- DATA RECORDS -
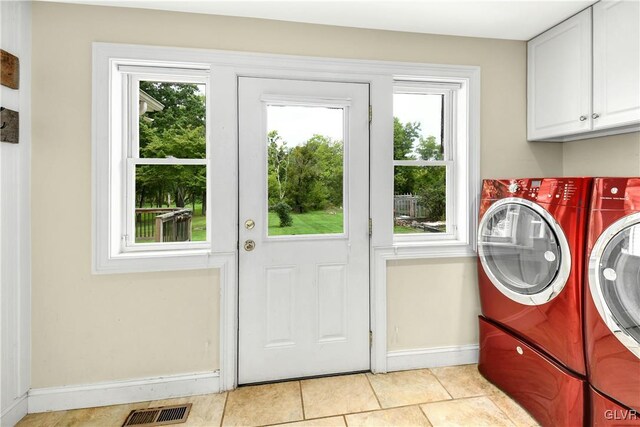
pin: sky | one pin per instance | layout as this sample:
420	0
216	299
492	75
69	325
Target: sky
296	124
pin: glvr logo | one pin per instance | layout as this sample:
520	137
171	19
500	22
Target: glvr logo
622	415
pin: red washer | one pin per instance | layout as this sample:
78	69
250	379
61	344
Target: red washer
612	296
530	247
604	412
553	395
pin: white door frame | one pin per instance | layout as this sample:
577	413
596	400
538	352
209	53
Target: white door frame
227	66
380	132
303	259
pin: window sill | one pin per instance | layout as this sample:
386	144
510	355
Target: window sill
426	250
154	261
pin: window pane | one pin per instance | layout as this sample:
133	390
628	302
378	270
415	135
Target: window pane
172	120
420	199
417	127
170	203
305	156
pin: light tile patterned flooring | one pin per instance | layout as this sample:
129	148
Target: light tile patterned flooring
450	396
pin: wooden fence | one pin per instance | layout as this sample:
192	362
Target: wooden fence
408	205
163	224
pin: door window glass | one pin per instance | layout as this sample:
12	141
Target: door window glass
520	249
620	279
305	167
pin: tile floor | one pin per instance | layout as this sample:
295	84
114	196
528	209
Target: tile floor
450	396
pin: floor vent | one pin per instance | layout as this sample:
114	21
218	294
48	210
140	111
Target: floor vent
160	416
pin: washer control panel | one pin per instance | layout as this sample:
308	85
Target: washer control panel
616	194
560	191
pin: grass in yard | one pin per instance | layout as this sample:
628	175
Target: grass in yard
198	227
400	229
316	222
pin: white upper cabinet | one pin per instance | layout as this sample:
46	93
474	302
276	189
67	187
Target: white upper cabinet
559	79
616	63
565	100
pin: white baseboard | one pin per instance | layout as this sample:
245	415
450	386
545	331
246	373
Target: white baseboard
14	413
434	357
119	392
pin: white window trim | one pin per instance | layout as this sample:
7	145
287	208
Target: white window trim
179	73
449	92
225	68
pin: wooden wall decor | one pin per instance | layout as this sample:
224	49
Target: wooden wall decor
9	70
9	125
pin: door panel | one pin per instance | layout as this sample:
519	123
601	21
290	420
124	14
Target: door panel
616	61
559	79
303	281
523	251
614	280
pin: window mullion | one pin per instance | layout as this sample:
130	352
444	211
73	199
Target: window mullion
422	162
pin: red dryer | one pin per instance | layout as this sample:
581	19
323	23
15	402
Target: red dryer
612	302
531	250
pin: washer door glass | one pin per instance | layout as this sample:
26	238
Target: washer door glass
619	273
519	249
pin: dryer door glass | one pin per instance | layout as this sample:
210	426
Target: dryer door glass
519	249
619	272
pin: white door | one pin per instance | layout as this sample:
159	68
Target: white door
616	63
559	79
303	283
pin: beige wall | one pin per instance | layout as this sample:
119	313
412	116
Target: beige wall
100	328
617	155
432	303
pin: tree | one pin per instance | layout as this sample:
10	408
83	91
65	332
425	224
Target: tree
404	135
428	149
314	173
278	162
178	130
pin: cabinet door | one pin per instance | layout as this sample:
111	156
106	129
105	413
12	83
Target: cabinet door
559	79
616	63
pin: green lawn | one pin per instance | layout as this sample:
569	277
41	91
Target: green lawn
317	222
198	227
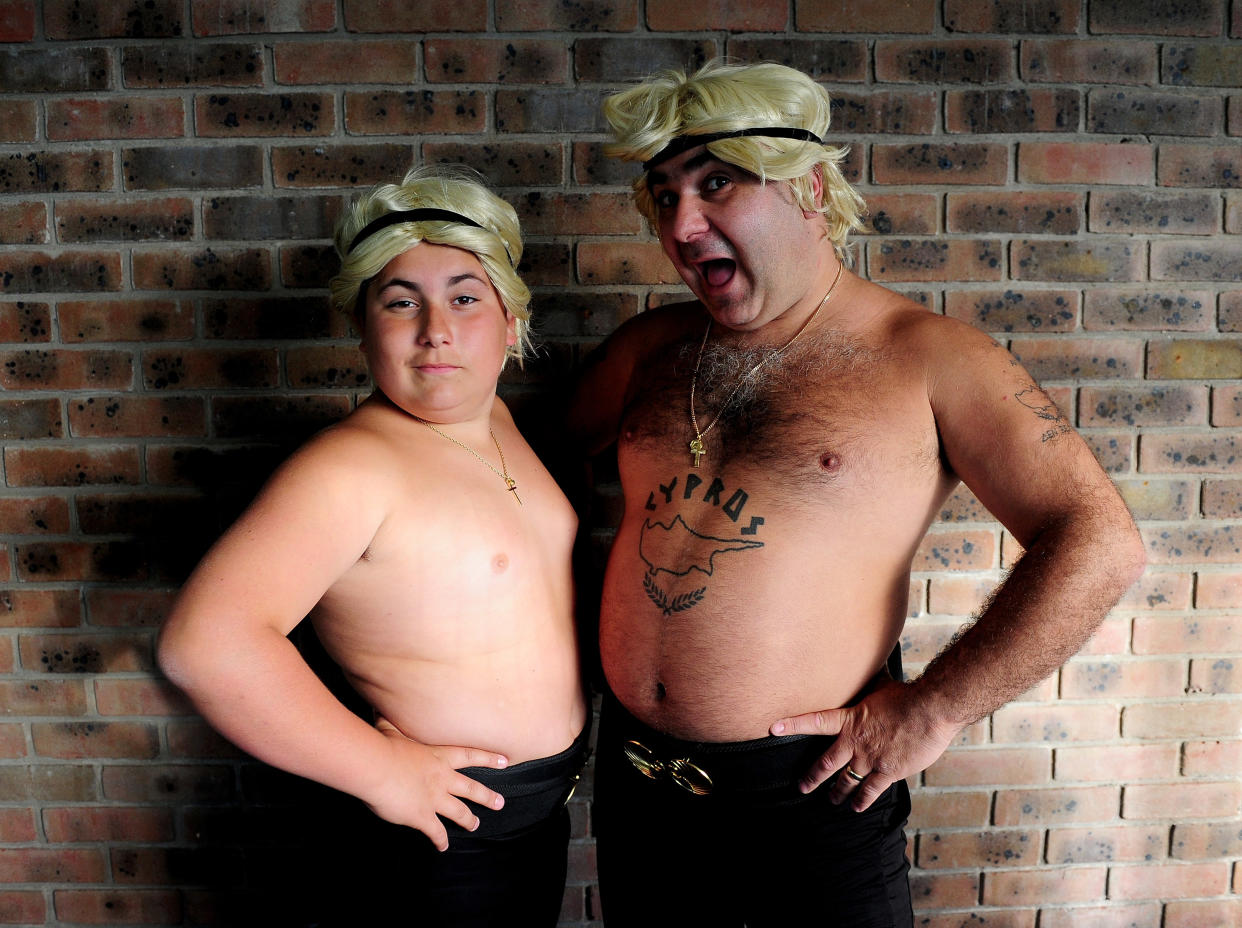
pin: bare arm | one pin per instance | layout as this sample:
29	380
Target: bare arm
1015	450
225	645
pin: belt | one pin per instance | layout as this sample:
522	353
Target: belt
712	768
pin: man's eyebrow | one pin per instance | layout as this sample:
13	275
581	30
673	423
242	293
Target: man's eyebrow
658	177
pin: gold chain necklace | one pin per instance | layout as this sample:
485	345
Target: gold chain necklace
508	481
697	447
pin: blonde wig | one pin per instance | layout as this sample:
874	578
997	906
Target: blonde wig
373	231
666	112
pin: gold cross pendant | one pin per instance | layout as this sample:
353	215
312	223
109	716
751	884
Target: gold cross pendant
697	449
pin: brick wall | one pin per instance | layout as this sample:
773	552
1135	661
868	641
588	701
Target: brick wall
1065	174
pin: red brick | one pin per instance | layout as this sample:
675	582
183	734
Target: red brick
35	516
339	165
1148	309
990	767
1084	163
1053	724
1219	590
24	224
1027	887
1166	405
1108	916
1055	213
755	16
46	369
1168	881
152	19
1222	498
1079	358
1195	18
944	61
1201	261
18	22
1212	758
77	824
76	560
949	809
36	271
112	906
1158	589
34	609
1015	311
1200	165
393	112
975	849
1042	16
1220	676
22	906
62	865
124	220
44	697
934	260
625	263
139	697
129	118
527	15
1211	913
178	65
950	163
137	416
1004	111
1190	452
95	739
1197	718
229	18
71	467
170	783
935	891
18	826
1102	844
1204	634
1056	806
348	61
126	321
25	322
1099	764
1092	680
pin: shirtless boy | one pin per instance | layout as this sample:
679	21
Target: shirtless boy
784	444
431	550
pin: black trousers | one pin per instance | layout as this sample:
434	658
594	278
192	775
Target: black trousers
753	852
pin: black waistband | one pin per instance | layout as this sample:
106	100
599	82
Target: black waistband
533	790
734	767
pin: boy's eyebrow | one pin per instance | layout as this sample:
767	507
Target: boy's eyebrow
658	177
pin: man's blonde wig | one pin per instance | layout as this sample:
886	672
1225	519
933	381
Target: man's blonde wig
496	242
722	97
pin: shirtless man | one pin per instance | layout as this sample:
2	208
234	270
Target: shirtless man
431	550
784	444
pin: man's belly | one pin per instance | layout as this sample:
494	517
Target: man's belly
719	657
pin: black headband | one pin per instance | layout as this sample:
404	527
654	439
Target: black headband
419	215
683	143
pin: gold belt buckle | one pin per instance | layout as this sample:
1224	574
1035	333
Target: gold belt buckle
683	772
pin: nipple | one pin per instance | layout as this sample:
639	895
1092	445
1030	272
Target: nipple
830	461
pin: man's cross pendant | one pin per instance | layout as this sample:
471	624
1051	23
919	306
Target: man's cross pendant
697	449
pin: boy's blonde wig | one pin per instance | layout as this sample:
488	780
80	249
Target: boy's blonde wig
496	241
720	98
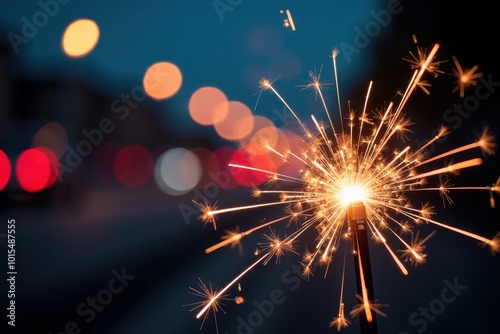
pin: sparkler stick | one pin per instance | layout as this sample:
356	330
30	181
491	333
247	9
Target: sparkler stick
364	282
356	178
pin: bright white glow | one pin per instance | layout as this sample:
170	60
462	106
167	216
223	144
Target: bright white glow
352	193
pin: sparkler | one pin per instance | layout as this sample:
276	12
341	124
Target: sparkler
342	169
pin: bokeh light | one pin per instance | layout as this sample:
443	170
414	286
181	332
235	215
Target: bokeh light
55	166
53	136
133	166
162	80
208	106
80	37
177	171
238	122
34	170
5	170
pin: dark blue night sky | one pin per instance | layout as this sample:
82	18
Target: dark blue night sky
139	250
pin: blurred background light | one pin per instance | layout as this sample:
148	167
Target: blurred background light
5	170
177	171
208	106
162	80
238	122
80	38
35	169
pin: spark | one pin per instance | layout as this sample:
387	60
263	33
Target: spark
211	299
415	254
366	163
465	78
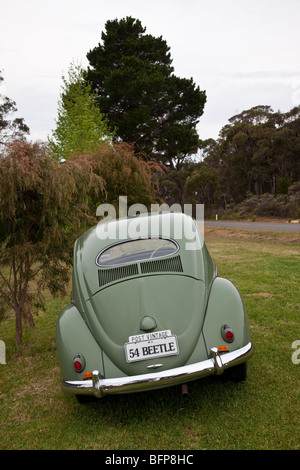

- EXERCISE DETAILS -
Reproduce the listing word for word and omit its pictures.

- WRITTEN RESPONSE -
pin: sky | one pin per instance | layout as this sample:
420	0
216	299
492	75
69	325
Target: sky
296	124
pin: glvr logo | one pin per instance | layout as this sample:
520	137
171	19
500	22
Target: glvr logo
622	415
pin: red washer | one pin per instance | layout as this sample:
78	69
250	379
61	344
Target: red washer
612	296
530	247
604	412
553	395
pin: white door frame | one pin per instance | layout as this sample:
577	413
596	400
538	352
209	53
Target: white door frame
227	66
380	132
303	259
pin: window sill | one pin per instance | layout as this sample:
386	144
510	355
Target: window sill
426	250
154	261
pin: window pane | one pin per instance | layout as this sample:
133	390
628	302
378	270
415	135
Target: window pane
172	120
420	199
417	127
170	203
305	156
pin: light tile patterned flooring | one pin per instance | layout as this sample:
129	148
Target: light tile patterned flooring
450	396
pin: wooden fence | one pin per instance | layout as this sample:
192	362
Target: wooden fence
408	205
163	224
pin: door window glass | one pin per instance | layout as this sample:
12	141
Target: door window glass
520	249
620	279
305	167
pin: tile floor | one pin per instance | layout as this sample:
295	84
114	196
528	209
Target: tile floor
450	396
pin: floor vent | one pin per instance | layout as this sample:
114	21
218	294
48	210
140	111
Target: floor vent
160	416
pin: washer control panel | one pin per instance | layout as this sample:
308	85
Target: washer control panel
616	194
560	191
pin: grass in yard | one pin per instance | layout as this sample:
628	175
Target: grass in yard
198	227
400	229
316	222
pin: white upper cabinet | one pin per instance | layout as this sample:
46	93
474	302
276	189
67	187
Target: white upper cabinet
559	79
616	63
565	100
pin: white baseboard | one pin per instance | layout as this sample:
245	415
450	386
545	331
246	373
Target: white baseboard
14	413
434	357
119	392
pin: white window trim | one pin per instance | layout as this sample:
7	145
287	208
Target: white window trim
179	73
449	92
225	68
pin: wooden wall decor | one pin per instance | layout as this sample:
224	49
Target: wooden wall decor
9	70
9	125
pin: door panel | one pin per instance | layout as this sample:
519	123
601	21
290	420
124	14
Target: door panel
616	61
559	79
303	281
523	251
614	280
pin: window mullion | one pin per instance | layout as this sample:
130	352
444	211
73	199
Target: window mullion
422	162
pin: red dryer | one pin per instance | layout as this sample:
581	19
323	23
15	402
Target: red dryer
612	302
531	250
pin: washer door glass | one pin per instance | layout as this sample:
26	238
Target: washer door glass
619	273
519	249
pin: dryer door glass | one pin per instance | layout as this sample:
210	426
Target: dryer door glass
519	249
619	272
pin: white door | one pin per instance | layout as this sample:
159	68
Target: white door
616	63
559	79
303	283
pin: beige wall | one pin per instance | layout as this sample:
119	313
412	116
Target: beige wall
100	328
617	155
432	303
pin: tree | one pin per instance | layout as this sample:
10	408
83	91
65	332
425	224
Target: tree
404	135
428	149
314	173
278	162
178	130
pin: cabinet door | one pin per instance | layout as this sample:
111	156
106	129
105	413
12	83
Target: cabinet door
559	79
616	63
pin: green lawn | one pin per instance | layout as this sample:
569	277
41	91
Target: green lawn
317	222
198	227
pin: bare arm | one pin per instance | layout as this sample:
29	380
Target: bare arm
1015	450
225	645
pin: belt | one pin per instance | layout as this sample:
522	353
Target: belt
712	768
pin: man's eyebrow | one pin per instance | layout as this sample:
13	275
581	30
673	423
242	293
Target: man's eyebrow
658	177
pin: gold chain necklace | one pin per instance | layout as this sample:
485	345
Target: gold chain necklace
508	481
697	447
pin: blonde wig | one pin per instance | layout as this sample:
874	578
997	906
Target: blonde wig
373	231
666	112
pin: gold cross pendant | one pin per instance | layout as this sample:
353	215
312	223
109	716
751	884
Target: gold cross pendant
697	449
pin: brick wall | one pin per instance | layout as this sample:
773	552
1135	661
868	641
588	701
Target: brick wall
1065	174
pin: red brick | one pin per instance | layout as this sample:
675	582
183	734
Target: red brick
35	516
339	165
1148	309
990	767
1084	163
1053	724
1219	590
24	224
1027	887
1166	405
1108	916
1055	213
755	16
46	369
1168	881
152	19
1222	498
1079	358
1195	18
944	61
1201	261
18	22
1212	758
77	824
76	560
949	809
36	271
112	906
1158	589
34	609
1015	311
1200	165
393	112
975	849
1042	16
1220	676
22	906
62	865
124	220
44	697
934	260
625	263
139	697
129	118
527	15
1211	913
178	65
950	163
137	416
1004	111
1190	452
95	739
1197	718
229	18
71	467
170	783
935	891
18	826
1102	844
1204	634
1056	806
348	61
126	321
25	322
1099	764
1092	680
pin: shirtless boy | one pin per instance | layout as this sample:
679	21
Target: shirtless boy
784	444
431	550
pin: black trousers | one pin per instance | layout as this sample:
434	658
594	278
192	775
Target: black trousers
753	852
pin: black waistband | one pin per instance | layout as this sample:
106	100
599	82
Target: black waistband
533	790
734	767
pin: boy's eyebrow | one pin per instance | layout as this sample:
767	507
Target: boy's eyebrow
658	177
pin: man's blonde wig | one pin per instance | layout as this sample:
886	672
1225	519
933	381
Target: man's blonde wig
496	242
722	97
pin: shirtless man | one pin per instance | layout as this sample:
2	208
234	270
Target: shirtless man
431	550
784	444
pin: man's belly | one pin per instance | layout as this sample:
494	517
Target: man's belly
719	657
pin: black headband | one pin per instance | layout as this sample:
404	527
654	439
Target: black headband
419	215
683	143
pin: gold belt buckle | one pin per instance | layout as this sample:
1224	574
1035	333
Target: gold belt buckle
683	772
pin: nipple | one pin per instance | layout as this sample:
639	895
1092	445
1030	272
Target: nipple
830	461
pin: man's cross pendant | one pin per instance | layout as this sample:
471	624
1051	23
919	306
Target: man's cross pendant
697	449
pin: boy's blonde wig | one pin per instance | layout as this sample:
488	780
80	249
Target: boy's blonde wig
496	241
720	98
pin: sparkler stick | one pin per instance | layout as this sample:
356	330
30	181
491	333
247	9
Target: sparkler stick
364	282
356	178
pin: bright white glow | one pin per instance | layout as this sample:
170	60
462	106
167	216
223	144
Target: bright white glow
352	193
pin: sparkler | one pin per instance | layout as this sample:
276	12
341	124
Target: sparkler
342	169
pin: bokeh light | one pin per instance | layout as this sample:
443	170
414	286
181	332
235	215
Target: bokeh light
55	166
53	136
133	166
162	80
208	106
80	37
177	171
238	122
34	170
5	170
pin: dark blue night sky | one pin per instance | layout as this sample:
82	18
Target: dark blue night sky
139	250
pin: blurred background light | one pin per instance | layout as this sample:
148	167
Target: blurred background light
5	170
177	171
208	106
162	80
238	122
80	38
35	169
pin: spark | one pin per instance | layout as this sample:
387	60
263	33
Target: spark
211	299
415	254
366	163
465	78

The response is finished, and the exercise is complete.